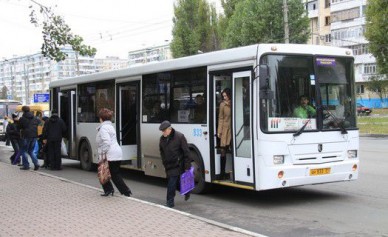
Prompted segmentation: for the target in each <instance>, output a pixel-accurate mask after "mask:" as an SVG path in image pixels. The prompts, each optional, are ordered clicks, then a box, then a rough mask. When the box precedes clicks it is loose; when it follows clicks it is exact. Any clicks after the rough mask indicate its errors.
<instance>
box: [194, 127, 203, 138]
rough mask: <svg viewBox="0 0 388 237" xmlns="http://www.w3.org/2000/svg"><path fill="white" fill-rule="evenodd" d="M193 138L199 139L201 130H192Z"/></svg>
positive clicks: (199, 129)
mask: <svg viewBox="0 0 388 237" xmlns="http://www.w3.org/2000/svg"><path fill="white" fill-rule="evenodd" d="M193 136H194V137H201V136H202V129H200V128H194V129H193Z"/></svg>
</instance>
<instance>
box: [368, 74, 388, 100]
mask: <svg viewBox="0 0 388 237" xmlns="http://www.w3.org/2000/svg"><path fill="white" fill-rule="evenodd" d="M366 87H367V88H368V90H370V91H373V92H375V93H376V94H377V95H378V96H379V98H380V100H381V102H383V101H384V98H388V80H387V78H386V76H385V75H378V76H372V77H370V78H369V81H368V82H367V83H366Z"/></svg>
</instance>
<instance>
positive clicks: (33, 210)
mask: <svg viewBox="0 0 388 237" xmlns="http://www.w3.org/2000/svg"><path fill="white" fill-rule="evenodd" d="M0 180H1V185H0V236H7V237H8V236H93V237H95V236H104V237H106V236H136V237H140V236H147V237H148V236H228V237H232V236H236V237H237V236H262V235H259V234H256V233H253V232H249V231H246V230H243V229H239V228H236V227H232V226H228V225H224V224H222V223H218V222H214V221H211V220H207V219H204V218H201V217H197V216H194V215H191V214H189V213H184V212H180V211H176V210H174V209H170V208H166V207H163V206H160V205H157V204H152V203H149V202H145V201H141V200H138V199H135V198H128V197H124V196H119V195H115V196H113V197H112V196H110V197H101V196H100V194H101V190H99V189H97V188H94V187H90V186H87V185H83V184H80V183H76V182H72V181H70V180H67V179H63V178H59V177H56V176H52V175H49V174H46V173H42V172H39V171H21V170H19V167H17V166H12V165H10V164H7V163H4V162H0Z"/></svg>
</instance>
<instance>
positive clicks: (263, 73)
* * *
**What to work on:**
Print the records above verbatim, pictures excluded.

**Task response:**
Prompted segmentation: for the target in each <instance>, output a pixel-accurate mask after "mask:" as an SVG path in image pixels. The prompts, each optional, are ordered clicks, then a box, then a rough mask. When the box precedes clicks it is loose; when it follows clicks it is exact. Any clicks after the rough mask indicate its errors.
<instance>
box: [194, 127, 203, 138]
rough mask: <svg viewBox="0 0 388 237" xmlns="http://www.w3.org/2000/svg"><path fill="white" fill-rule="evenodd" d="M193 138L199 139L201 130H192Z"/></svg>
positive clicks: (199, 129)
mask: <svg viewBox="0 0 388 237" xmlns="http://www.w3.org/2000/svg"><path fill="white" fill-rule="evenodd" d="M193 136H194V137H201V136H202V129H200V128H194V129H193Z"/></svg>
</instance>
<instance>
box: [368, 74, 388, 100]
mask: <svg viewBox="0 0 388 237" xmlns="http://www.w3.org/2000/svg"><path fill="white" fill-rule="evenodd" d="M366 87H367V88H368V90H370V91H373V92H375V93H376V94H377V95H378V96H379V98H380V100H381V102H383V101H384V98H388V80H387V78H386V76H385V75H378V76H372V77H370V78H369V81H368V82H367V83H366Z"/></svg>
</instance>
<instance>
positive clicks: (33, 210)
mask: <svg viewBox="0 0 388 237" xmlns="http://www.w3.org/2000/svg"><path fill="white" fill-rule="evenodd" d="M0 180H1V185H0V236H7V237H8V236H93V237H95V236H104V237H106V236H136V237H140V236H147V237H148V236H228V237H232V236H236V237H237V236H262V235H259V234H256V233H253V232H249V231H246V230H243V229H239V228H236V227H232V226H228V225H224V224H222V223H218V222H214V221H211V220H207V219H204V218H201V217H197V216H194V215H191V214H189V213H184V212H180V211H176V210H174V209H170V208H166V207H163V206H160V205H157V204H152V203H149V202H145V201H141V200H138V199H135V198H128V197H124V196H119V195H115V196H113V197H112V196H110V197H101V196H100V194H101V190H99V189H97V188H94V187H90V186H87V185H83V184H80V183H76V182H72V181H70V180H67V179H63V178H59V177H56V176H52V175H49V174H46V173H42V172H39V171H21V170H19V167H17V166H12V165H10V164H7V163H4V162H0Z"/></svg>
</instance>
<instance>
positive clicks: (263, 73)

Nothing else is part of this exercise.